─── Raw records
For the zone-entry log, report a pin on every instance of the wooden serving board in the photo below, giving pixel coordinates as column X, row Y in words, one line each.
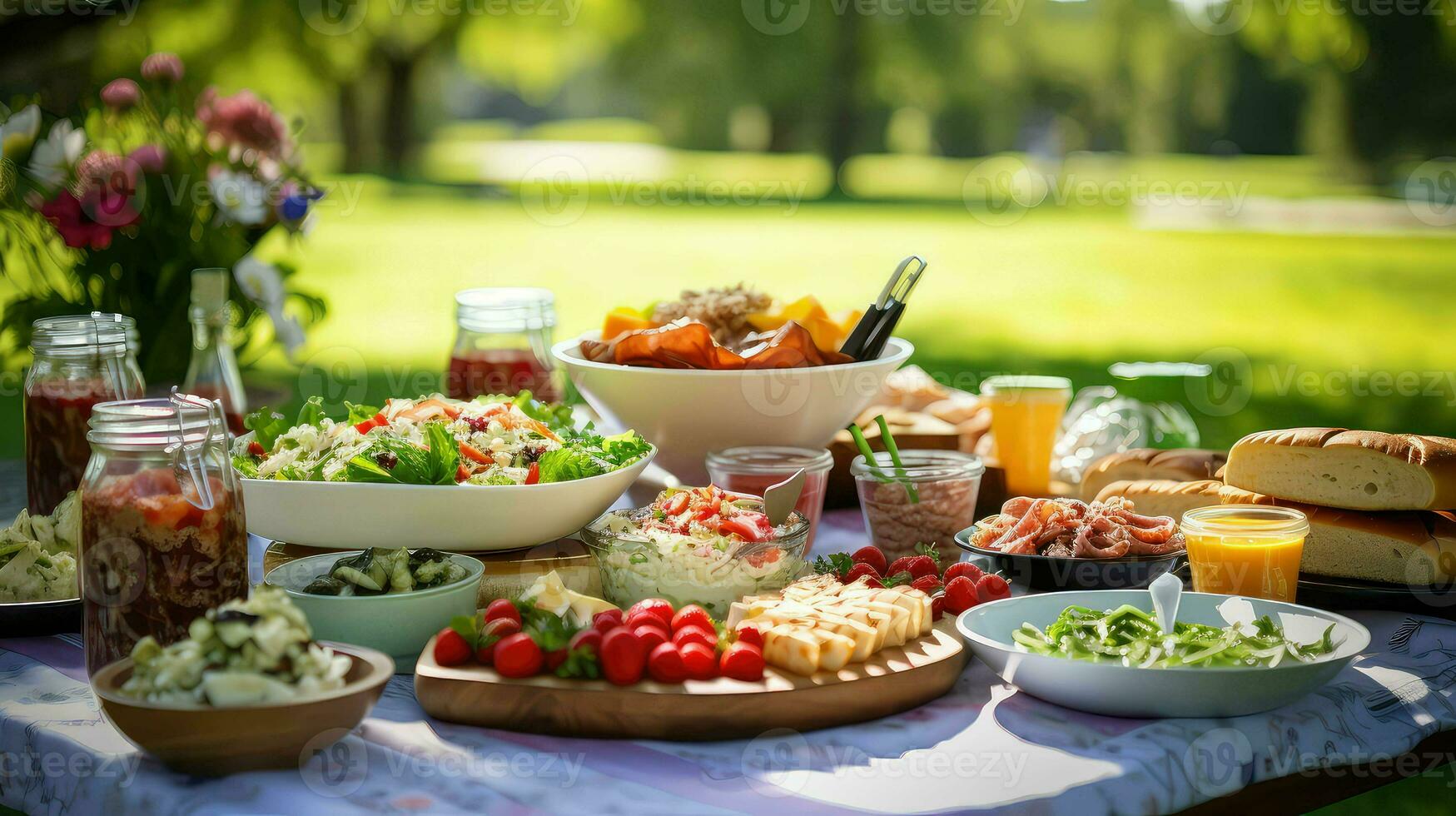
column 892, row 681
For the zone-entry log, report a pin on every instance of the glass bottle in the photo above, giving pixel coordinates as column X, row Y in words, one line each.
column 213, row 369
column 503, row 343
column 79, row 361
column 163, row 536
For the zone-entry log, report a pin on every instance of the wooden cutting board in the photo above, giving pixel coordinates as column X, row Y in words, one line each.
column 892, row 681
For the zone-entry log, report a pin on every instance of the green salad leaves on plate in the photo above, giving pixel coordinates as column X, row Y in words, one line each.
column 1133, row 637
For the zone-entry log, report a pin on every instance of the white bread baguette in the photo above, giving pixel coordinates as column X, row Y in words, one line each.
column 1183, row 464
column 1164, row 497
column 1343, row 468
column 1407, row 548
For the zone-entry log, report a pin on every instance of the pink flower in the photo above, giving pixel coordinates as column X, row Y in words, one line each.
column 81, row 232
column 162, row 66
column 149, row 157
column 122, row 93
column 243, row 120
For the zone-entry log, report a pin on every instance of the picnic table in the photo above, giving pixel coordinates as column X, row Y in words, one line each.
column 983, row 746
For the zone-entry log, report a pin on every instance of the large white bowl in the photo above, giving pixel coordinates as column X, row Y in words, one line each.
column 456, row 518
column 689, row 413
column 1120, row 691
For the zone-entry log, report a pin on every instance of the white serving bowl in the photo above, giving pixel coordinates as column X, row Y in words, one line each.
column 1120, row 691
column 456, row 518
column 689, row 413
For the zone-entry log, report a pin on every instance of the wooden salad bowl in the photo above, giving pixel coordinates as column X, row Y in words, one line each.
column 893, row 679
column 210, row 740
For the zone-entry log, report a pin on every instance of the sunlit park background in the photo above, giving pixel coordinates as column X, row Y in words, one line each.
column 1263, row 187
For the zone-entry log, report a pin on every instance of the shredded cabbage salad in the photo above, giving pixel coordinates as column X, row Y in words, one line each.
column 491, row 440
column 1133, row 637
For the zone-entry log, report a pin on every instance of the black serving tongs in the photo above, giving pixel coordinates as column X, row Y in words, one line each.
column 874, row 330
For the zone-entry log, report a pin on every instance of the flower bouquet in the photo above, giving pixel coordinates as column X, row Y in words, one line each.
column 114, row 215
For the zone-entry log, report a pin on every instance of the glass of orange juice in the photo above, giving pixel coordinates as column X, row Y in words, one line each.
column 1248, row 550
column 1026, row 415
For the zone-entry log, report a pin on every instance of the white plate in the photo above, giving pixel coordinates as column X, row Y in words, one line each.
column 689, row 411
column 456, row 518
column 1119, row 691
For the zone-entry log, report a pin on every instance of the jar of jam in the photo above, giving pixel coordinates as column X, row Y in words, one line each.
column 162, row 536
column 79, row 361
column 503, row 343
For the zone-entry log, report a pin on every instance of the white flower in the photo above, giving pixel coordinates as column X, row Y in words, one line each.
column 57, row 153
column 17, row 132
column 241, row 197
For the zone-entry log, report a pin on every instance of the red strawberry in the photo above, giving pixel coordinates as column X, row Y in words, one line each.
column 871, row 555
column 927, row 585
column 899, row 565
column 960, row 595
column 962, row 569
column 922, row 565
column 991, row 588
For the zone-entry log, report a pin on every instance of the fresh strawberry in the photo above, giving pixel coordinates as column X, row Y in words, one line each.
column 960, row 595
column 962, row 569
column 871, row 555
column 452, row 649
column 742, row 662
column 899, row 565
column 991, row 588
column 664, row 664
column 922, row 565
column 927, row 585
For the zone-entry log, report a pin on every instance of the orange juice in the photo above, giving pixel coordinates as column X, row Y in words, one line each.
column 1026, row 415
column 1247, row 550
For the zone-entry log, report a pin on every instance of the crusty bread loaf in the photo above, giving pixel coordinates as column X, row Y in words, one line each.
column 1414, row 548
column 1164, row 497
column 1183, row 464
column 1343, row 468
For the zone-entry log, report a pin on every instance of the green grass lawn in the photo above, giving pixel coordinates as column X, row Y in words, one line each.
column 1061, row 291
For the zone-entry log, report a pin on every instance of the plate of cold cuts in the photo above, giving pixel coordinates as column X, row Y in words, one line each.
column 1053, row 544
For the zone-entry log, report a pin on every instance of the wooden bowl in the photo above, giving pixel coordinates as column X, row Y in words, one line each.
column 211, row 742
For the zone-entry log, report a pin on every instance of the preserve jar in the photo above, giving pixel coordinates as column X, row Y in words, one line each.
column 503, row 343
column 79, row 361
column 162, row 524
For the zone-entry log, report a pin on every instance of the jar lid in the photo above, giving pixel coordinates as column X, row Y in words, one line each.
column 99, row 332
column 771, row 460
column 505, row 309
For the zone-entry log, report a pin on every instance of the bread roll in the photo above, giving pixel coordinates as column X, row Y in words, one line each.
column 1164, row 497
column 1397, row 548
column 1343, row 468
column 1183, row 464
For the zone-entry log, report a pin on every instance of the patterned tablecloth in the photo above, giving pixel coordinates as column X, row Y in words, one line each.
column 981, row 746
──────
[Your goal] Reproduce every one of the lines above verbatim, from first to last, omitting the pictures.

[The result]
For the zone-entry log, report a pin on every instance of the wooden serving board in the photo below, giving pixel coordinates as column X, row Y in words, one line each.
column 892, row 681
For the zone-entry log, report a pin on every instance of the glass bottle in the photo above, giving pixel coordinates as column X, row Y in words, one line each.
column 213, row 369
column 503, row 343
column 79, row 361
column 163, row 536
For the zone-entry log, report a pin on every instance of the wooden cutting board in the photo above, giving pixel coordinates as column X, row Y in words, one line each.
column 892, row 681
For the zone-entry log, report a pin on every instance of the green salad leaves on plate in the photo above, giving pixel coordinates as column X, row Y in words, one line each.
column 1133, row 637
For the zone-entry log, report a pin on every instance of the white bread baguette in the photo above, giving pixel coordinates as column X, row Y in words, one line each.
column 1183, row 464
column 1164, row 497
column 1343, row 468
column 1407, row 548
For the zone-entry log, report a pin on every instance of the pink flower in the photo above, giving pixel coordinates as column X, row Y in words, one line each.
column 81, row 232
column 162, row 66
column 149, row 157
column 122, row 93
column 243, row 120
For the zone-entry log, report a pin on every instance of the picnic table in the photo above, giving pixel coordinates as column X, row Y in words, one line each.
column 983, row 746
For the zone-entry log, report a pin on every instance of the large white bowl in the photo above, giving pixel coordinates as column X, row Y in words, one line each.
column 456, row 518
column 689, row 413
column 1120, row 691
For the zone-entry log, report a pin on every instance of the white serving bowl in the photo above, giving pixel coordinates as column X, row Y in words, one line each.
column 1120, row 691
column 456, row 518
column 689, row 413
For the zone-entry log, report a pin on every instance of the wooden salad bowl in the photo above, giving pixel coordinates as column X, row Y in words, one line each.
column 893, row 679
column 210, row 740
For the zone-entry log, report a pin on every instance of the sunlit park background in the photo above, giving pixel coordinates as column X, row Y in words, one line each.
column 1263, row 187
For the zone-entry log, report a pin on every instance of the shredded cabbage salad in the photo above, giving pixel coordinates as column X, row Y in words, one line each.
column 491, row 440
column 1133, row 637
For the zone-entry log, report a pin on every instance of the black serving tongs in the photo above, giving pixel coordinates as column X, row Y in words, one line each.
column 874, row 330
For the zone-entry log, report a pin on every instance of the flower bouquet in the photo above, giving pixel coordinates as column X, row Y in words, one line each.
column 114, row 215
For the zone-entry log, report a pin on every instance of the glass of orange juice in the photo above, giving pixel coordinates as column X, row Y in words, one line each.
column 1248, row 550
column 1026, row 415
For the zone-entry log, report a pin on every instance of the white plate in the photo above, giving pixel coordinates as column X, row Y in words, one line each.
column 689, row 411
column 456, row 518
column 1119, row 691
For the zone-entry log, report a pin on every instance of the jar of jam in the photo above, giving pixel coordinates as column X, row Y in words, one line each.
column 162, row 536
column 79, row 361
column 503, row 343
For the zone-entry log, report a pin on every instance of the white flower in the photo above, giving pixel coordinates as column X, row Y in words, one line each.
column 57, row 153
column 17, row 132
column 241, row 197
For the zone-entry log, report a pin on every instance of the red strawberry in the photo above, giving pixel coordinates as column X, row Y in words, one line each.
column 871, row 555
column 927, row 585
column 899, row 565
column 960, row 595
column 962, row 569
column 922, row 565
column 991, row 588
For the zone-entry log, report a pin on every instance of the fresh strawberry in the photo above, giving pixel coordinates as column X, row Y in words, one line each.
column 960, row 595
column 962, row 569
column 871, row 555
column 452, row 649
column 742, row 662
column 899, row 565
column 991, row 588
column 664, row 664
column 922, row 565
column 927, row 585
For the zone-entry log, report a pin on every instance of the orange juice in the photo above, giving pixel coordinates as column X, row Y in words, one line each.
column 1026, row 415
column 1247, row 550
For the zone-entry log, report a pin on every instance of the crusty bread loaf in the photo above, giving pixel coordinates as column X, row Y in words, one line each.
column 1414, row 548
column 1164, row 497
column 1183, row 464
column 1343, row 468
For the zone-entry log, report a pin on every instance of the green grass lawn in the photo above, giving pixel coordinates as column X, row Y in words, one line each.
column 1061, row 291
For the zone-entry log, report a pin on every instance of the plate of cold cuts in the photo above, giving pixel coordinates as column X, row Y in words, one line each.
column 1053, row 544
For the zone-entry log, report a pin on every instance of the wooden bowl in the photo above, giving pixel coordinates as column X, row Y in words, one line each.
column 211, row 742
For the zone-entry log, report a pin on every instance of the preserve jar in the photo above, giving pixel coordinates as column X, row Y in words, one line each.
column 503, row 343
column 79, row 361
column 162, row 524
For the zone-entry log, report a pin on every instance of the jar lid in the photo above, giving pixel coordinates as column X, row Y in words, one line each.
column 99, row 332
column 771, row 460
column 505, row 309
For the zone-entry log, report a pin on every instance of the bread roll in the photo above, giving pixel coordinates as column X, row Y in words, one line each.
column 1164, row 497
column 1397, row 548
column 1343, row 468
column 1183, row 464
For the zone-entry log, report a pin on every instance of the patterned tablecloth in the photo above, giving pixel coordinates as column X, row Y in words, one line each.
column 981, row 746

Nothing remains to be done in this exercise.